==== Teks Sumber ====
Ketiga teori tersebut memberikan jawaban tentang permasalahan waktu masuknya
Islam ke Indonesia. Asal negara dan tentang penyebar atau pembawa agama Islam
ke Nusantara.
Ketiga
teori tersebut, pada dasarnya masing-masing mempunyai kebenaran dan
kelemahannya tetapiberdasarkan teori tersebut dapatlah disimpulkan bahwa Islam
masuk ke Indonesia dengan jalan damai pada abad ke-7 dan mengalami perkembangn
pada abad ke-13 M. sebagai pemegang peranan dalam penyebaran agama Islam adalah
bangsa Arab,Persia dan Gujarat ( India ).
B. Proses
Masuknya Islam Ke Indonesia.
Pada
mulanya proses penyebaran agama Islam masih terbatas pada daerah-daerah pesisir
pantai, namun sejak abad ke- 15 kota-kota di dekat pantai baik di Jawa,
Sumatera maupun daerah-daerah lainnya berubah menjadi wilayah yang berpenduduk
muslim. Dari uraian di atas jelaslah bahwa masuknya Islam ke Indonesia melalui
dua jalur, yaitu jalur darat dan jalur laut.
Melalui jalur
darat Islam di bawa dari Mekkah melalui Baghdad-Kabul-Kashmir, lalu singgah di
Siangkiang diteruskan ke Malaka melalui daerah pesisir. Sedangkan melalui
jalur laut mula-mula Islam disebarkan dari Jeddah menuju Aden ( sekarang Yaman
) terus ke Maskat dan Baisut ( keduanya termasuk daerah Oman ). Dari Oman
kemudian ke pantai Malabar terus ke Kodonggalor, Qulam Nali ( Qutan ) dan
Kalian, kemudian ke negeri Cyilon dan melalui pantai koromandel ( India )
menuju Saptagrum ( dekat Kalkuta ), menuju Chittagong ( Bangladesh ) dan
Akhjab ( Birma ) kemudian dari Birma akhirnya Islam sampai ke Nusantara melalui
dua jalur yaitu :
1.
Melaui Malaka,
Patani, kanton ( Cina Selatan ), Brunai dan akhirnya sampai di kepulauan
Mindanau.
2.
Peurelak, Samudera Pasai, Kuta raja,
Lamuo, Barus, Padang, Banten, Jepara, gresik, ujung Pandang, ternate dan
Tidore.
C. Cara Dan Saluran Islamisasi Di Indonesia.
Kedatangan Islam dan penyebarannya
kepada golongan bangsawan dan rakyat Indonesia pada umumnya dilakukan secara
damai. Berbeda dengan penyebaran Islam di Timur Tengah yang dalam beberapa
kasus disertai dengan pendudukan wilayah oleh militer Muslim. Islam dalam batas
tertentu disebarkan oleh para pedagang, kemudian di lanjutkan oleh para guru
agama ( Da’i ) dan pengembara Sufi. Orang yang terlibat dalam kegiatan dakwah
pertama itu tidak bertendensi apapun kecuali bertanggung jawab menunaikan kewajiban
tanpa pamrih.
==== Catatan Tersimpan ====
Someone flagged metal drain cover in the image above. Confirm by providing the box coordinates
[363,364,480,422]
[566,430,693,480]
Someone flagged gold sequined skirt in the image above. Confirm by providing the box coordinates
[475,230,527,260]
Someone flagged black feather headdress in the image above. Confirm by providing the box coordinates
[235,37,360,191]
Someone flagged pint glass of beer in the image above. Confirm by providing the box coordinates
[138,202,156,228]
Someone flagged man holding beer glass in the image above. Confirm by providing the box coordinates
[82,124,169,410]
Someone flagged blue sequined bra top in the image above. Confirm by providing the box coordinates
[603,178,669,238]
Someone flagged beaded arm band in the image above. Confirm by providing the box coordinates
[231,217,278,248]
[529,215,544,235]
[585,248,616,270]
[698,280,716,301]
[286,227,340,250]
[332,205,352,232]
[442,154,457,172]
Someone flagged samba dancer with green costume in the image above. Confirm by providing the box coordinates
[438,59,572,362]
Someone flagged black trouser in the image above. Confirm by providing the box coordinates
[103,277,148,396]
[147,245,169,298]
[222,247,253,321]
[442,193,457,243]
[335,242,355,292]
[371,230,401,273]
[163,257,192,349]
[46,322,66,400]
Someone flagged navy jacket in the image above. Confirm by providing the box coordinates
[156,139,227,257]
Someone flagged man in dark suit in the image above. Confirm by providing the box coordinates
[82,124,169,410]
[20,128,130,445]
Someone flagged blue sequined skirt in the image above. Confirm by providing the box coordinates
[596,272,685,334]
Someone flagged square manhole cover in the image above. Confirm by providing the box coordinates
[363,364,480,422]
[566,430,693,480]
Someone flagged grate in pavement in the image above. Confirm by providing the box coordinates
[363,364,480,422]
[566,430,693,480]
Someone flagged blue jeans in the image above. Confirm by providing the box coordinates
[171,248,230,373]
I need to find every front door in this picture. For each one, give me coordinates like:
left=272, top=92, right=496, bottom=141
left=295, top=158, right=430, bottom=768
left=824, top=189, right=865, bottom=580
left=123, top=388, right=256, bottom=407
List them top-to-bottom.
====
■ **Tugas Latihan**
**A)** Menurut teks tentang masuknya Islam ke Indonesia, melalui dua jalur apa Islam masuk ke Indonesia?
**B)** Lanjutkan teks tentang masuknya Islam ke Indonesia dari kalimat terakhirnya.

■ **Jawaban Latihan**
**A)** Islam masuk ke Indonesia melalui jalur darat dan jalur laut.

**B)**
Apabila
situasi politik suatu kerajaan mengalami kekacauan dan kelemahan yang
disebabkan perebutan kekuasaan di kalangan keluarga istana, maka Islam
dijadikan alat politik bagi golongan bangsawan atau pihak-pihak yang
menghendaki kekuasaan itu. Mereka behubungan dengan pedagang-pedagang muslim
yang posisi ekonominya lebih kuat karena menguasai pelayaran dan perdagangan.
Apabila kerajaan Islam sudah berdiri, penguasanya melancarkan perang terhadap
kerajaan non Islam. Hal ini bukan karena persoalan agama tetapi karena dorongan
politis untuk menguasai kerajaan-kerajaan di sekitarnya.
Menurut Uka
Tjandrasasmita, saluran – saluran islamisasi yang berkembang di Indonesia
melalui enam cara, yaitu :
1.
Saluran Perdagangan.
Pada
taraf permulaan, saluran islamisasi adalah melalui perdagangan, kesibukan lalu
lintas perdagangan pada abad ke-7 hingga ke-16 M. membuat pedagang-pedagang
muslim ( Arab, persia, dan India ) turut ambil bagian dalam perdagangan dari
negeri-negeri bagian barat, tenggara dan timur benua Asia. Saluran islamisasi
melalui perdagangan ini sangat menguntungkan karena para raja dan bangsawan
turut serta dalam kegiatan perdagangan, bahkan mereka menjadi pemilik kapal dan
saham.
2.
Saluran Perkawinan.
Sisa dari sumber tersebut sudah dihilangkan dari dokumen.